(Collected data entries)
----
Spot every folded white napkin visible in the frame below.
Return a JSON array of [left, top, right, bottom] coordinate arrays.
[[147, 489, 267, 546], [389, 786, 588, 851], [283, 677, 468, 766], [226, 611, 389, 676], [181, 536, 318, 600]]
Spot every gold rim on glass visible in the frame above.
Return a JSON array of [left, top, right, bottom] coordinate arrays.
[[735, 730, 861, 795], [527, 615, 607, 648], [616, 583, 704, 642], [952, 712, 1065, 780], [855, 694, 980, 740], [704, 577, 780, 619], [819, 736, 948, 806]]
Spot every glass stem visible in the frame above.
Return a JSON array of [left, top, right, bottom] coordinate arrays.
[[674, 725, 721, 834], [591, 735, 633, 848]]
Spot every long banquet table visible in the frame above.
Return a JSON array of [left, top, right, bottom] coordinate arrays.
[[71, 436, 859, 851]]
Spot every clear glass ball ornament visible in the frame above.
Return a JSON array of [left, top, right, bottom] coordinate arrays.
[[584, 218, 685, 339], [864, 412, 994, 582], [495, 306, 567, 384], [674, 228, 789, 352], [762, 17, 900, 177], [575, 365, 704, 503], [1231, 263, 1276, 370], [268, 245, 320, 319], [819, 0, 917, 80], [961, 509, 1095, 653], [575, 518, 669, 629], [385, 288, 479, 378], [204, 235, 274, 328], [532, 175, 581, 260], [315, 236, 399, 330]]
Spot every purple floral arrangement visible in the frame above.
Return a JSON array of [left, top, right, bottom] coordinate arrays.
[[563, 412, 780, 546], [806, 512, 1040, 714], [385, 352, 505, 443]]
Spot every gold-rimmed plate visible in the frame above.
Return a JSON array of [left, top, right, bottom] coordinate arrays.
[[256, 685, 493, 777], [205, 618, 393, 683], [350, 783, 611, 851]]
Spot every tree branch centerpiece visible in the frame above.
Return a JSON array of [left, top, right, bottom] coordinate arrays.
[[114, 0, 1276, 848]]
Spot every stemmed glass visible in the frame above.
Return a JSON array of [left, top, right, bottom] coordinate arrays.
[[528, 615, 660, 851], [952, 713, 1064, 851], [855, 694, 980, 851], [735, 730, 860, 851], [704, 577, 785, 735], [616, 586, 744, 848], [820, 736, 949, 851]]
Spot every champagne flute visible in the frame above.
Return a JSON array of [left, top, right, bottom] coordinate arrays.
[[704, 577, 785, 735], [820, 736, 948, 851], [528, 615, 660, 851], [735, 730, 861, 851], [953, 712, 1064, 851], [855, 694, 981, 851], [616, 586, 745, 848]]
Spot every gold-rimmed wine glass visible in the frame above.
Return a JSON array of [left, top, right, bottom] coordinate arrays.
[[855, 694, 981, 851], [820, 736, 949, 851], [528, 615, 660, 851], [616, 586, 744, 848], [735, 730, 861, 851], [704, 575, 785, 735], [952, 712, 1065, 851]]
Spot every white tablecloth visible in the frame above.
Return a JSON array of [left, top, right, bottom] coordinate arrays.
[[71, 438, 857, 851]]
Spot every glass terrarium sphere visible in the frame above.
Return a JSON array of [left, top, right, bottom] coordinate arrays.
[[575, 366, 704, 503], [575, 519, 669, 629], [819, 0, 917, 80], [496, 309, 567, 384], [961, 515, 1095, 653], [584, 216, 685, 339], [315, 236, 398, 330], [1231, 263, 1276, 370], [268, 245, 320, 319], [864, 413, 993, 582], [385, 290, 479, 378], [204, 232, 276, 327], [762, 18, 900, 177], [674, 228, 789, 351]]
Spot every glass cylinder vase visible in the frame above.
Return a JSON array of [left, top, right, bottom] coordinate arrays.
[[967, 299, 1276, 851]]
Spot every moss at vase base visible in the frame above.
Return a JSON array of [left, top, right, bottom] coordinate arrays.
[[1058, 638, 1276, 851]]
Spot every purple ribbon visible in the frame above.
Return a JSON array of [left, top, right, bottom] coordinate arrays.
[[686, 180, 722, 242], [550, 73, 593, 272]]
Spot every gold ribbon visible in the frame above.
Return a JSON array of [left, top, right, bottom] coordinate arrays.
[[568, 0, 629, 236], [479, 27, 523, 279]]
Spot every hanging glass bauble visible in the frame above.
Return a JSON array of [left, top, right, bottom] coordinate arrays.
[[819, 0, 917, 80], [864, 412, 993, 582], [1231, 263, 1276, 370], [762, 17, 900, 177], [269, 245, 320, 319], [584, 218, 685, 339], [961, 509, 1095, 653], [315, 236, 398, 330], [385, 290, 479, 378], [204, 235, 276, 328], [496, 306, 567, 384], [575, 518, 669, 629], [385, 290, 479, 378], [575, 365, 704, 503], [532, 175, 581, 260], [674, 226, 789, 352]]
----
Rewrite all of the data above, changing "Spot every" to "Mark every" wherever it occurs and leaving every other word untouched.

Written response:
Mark every folded white napkin visible in the frame below.
Return a JSON array of [left, top, right, bottom] coordinate arrays.
[[147, 489, 267, 546], [389, 786, 588, 851], [283, 677, 468, 766], [226, 611, 389, 676], [181, 536, 318, 600]]
Mark every gold rim on glass visible in the frame above.
Return a JSON array of [left, top, right, bottom] coordinate arrays.
[[735, 730, 861, 795], [527, 615, 607, 648], [616, 583, 704, 642], [952, 712, 1065, 780], [855, 694, 980, 740], [704, 577, 780, 619], [819, 736, 948, 806]]
Mark every glass stem visible in the frame above.
Return a JSON array of [left, top, right, bottom] coordinate arrays.
[[674, 725, 721, 834], [591, 735, 633, 848]]
Mark every long banquet table visible in the frame above.
Return a JSON array of [left, top, right, bottom] coordinate arrays.
[[71, 436, 859, 851]]
Mark every clear glass ball ornament visible in the frame above.
Return a JSON array of [left, top, right, bottom] coordinate arrays.
[[584, 218, 685, 339], [864, 412, 994, 582], [495, 306, 567, 384], [674, 228, 789, 352], [762, 17, 900, 177], [575, 365, 704, 503], [1231, 263, 1276, 370], [268, 245, 320, 319], [819, 0, 917, 80], [961, 509, 1095, 653], [575, 518, 669, 629], [385, 288, 479, 378], [204, 235, 274, 328], [532, 175, 581, 260], [315, 236, 399, 330]]
Mark every purple floral arrangement visible in the frame above.
Return a JSON array of [left, top, right, bottom] coordinate arrays.
[[563, 412, 780, 546], [806, 512, 1040, 714], [385, 352, 505, 443]]
Mark every gold-rimmed plate visible in the frame above.
Return a JSON array of [left, top, right, bottom] coordinate arrays.
[[256, 685, 493, 777], [205, 618, 393, 683], [350, 783, 611, 851]]
Mark every tree branch centerpiece visible in the frame above.
Return a JSON array of [left, top, right, bottom] coordinate arrays.
[[114, 0, 1276, 848]]
Mark every stemmed glass visible in the frame above.
Return a JSON array of [left, top, right, bottom] coordinate arrays.
[[528, 615, 660, 851], [952, 713, 1064, 851], [855, 694, 980, 851], [735, 730, 860, 851], [704, 577, 785, 735], [616, 586, 744, 848], [820, 736, 949, 851]]
Mark every champagne flute visible in the frame above.
Return a JSON array of [left, top, right, bottom] coordinate arrays.
[[704, 577, 785, 735], [820, 736, 948, 851], [528, 615, 660, 851], [735, 730, 861, 851], [953, 712, 1064, 851], [855, 694, 981, 851], [616, 586, 745, 848]]
Mark every gold-rimmed wine glass visible in the frame above.
Return a JSON array of [left, top, right, bottom] coordinate arrays.
[[855, 694, 981, 851], [820, 736, 949, 851], [528, 615, 660, 851], [616, 586, 744, 848], [735, 730, 861, 851], [704, 575, 785, 735], [952, 712, 1065, 851]]
Mark every white tablecloth visible in the frame above.
Return a JSON array of [left, top, right, bottom] coordinate arrays.
[[71, 438, 857, 851]]
Mark every glass terrarium sphere visible in the frame above.
Return a JSON array of [left, top, right, bottom] coordinate arrays.
[[575, 366, 704, 503], [575, 519, 669, 629], [819, 0, 917, 80], [496, 309, 567, 384], [961, 515, 1095, 653], [584, 216, 685, 339], [315, 236, 398, 330], [1231, 263, 1276, 370], [268, 245, 320, 319], [864, 413, 993, 582], [385, 290, 479, 378], [204, 232, 276, 327], [762, 18, 900, 177], [674, 228, 789, 351]]
Mark every glass cylinder vase visible in the frame above.
Return a JSON array of [left, top, right, bottom] coordinate arrays.
[[967, 299, 1276, 851]]
Mark every moss at vase base visible in the frame above.
Return a JSON array of [left, top, right, bottom] coordinate arrays.
[[1058, 638, 1276, 851]]
Mark every purple ribbon visible in the frame above.
Return a JSON array of [left, top, right, bottom] coordinate arrays.
[[686, 180, 722, 242], [550, 73, 593, 272]]
Mark every gold ribbon visible in the frame above.
Return a JSON array of [left, top, right, bottom] coordinate arrays.
[[568, 0, 629, 236], [479, 27, 523, 279]]
Mark every hanging glass bauble visible in the frame above.
Return a JSON array of [left, top, right, bottom] coordinate arrays.
[[819, 0, 917, 80], [864, 412, 993, 582], [1231, 263, 1276, 370], [762, 17, 900, 177], [269, 245, 320, 319], [584, 218, 685, 339], [961, 509, 1095, 653], [315, 236, 398, 330], [385, 290, 479, 378], [204, 235, 276, 328], [496, 306, 567, 384], [575, 518, 669, 629], [385, 290, 479, 378], [575, 365, 704, 503], [532, 175, 581, 260], [674, 226, 789, 352]]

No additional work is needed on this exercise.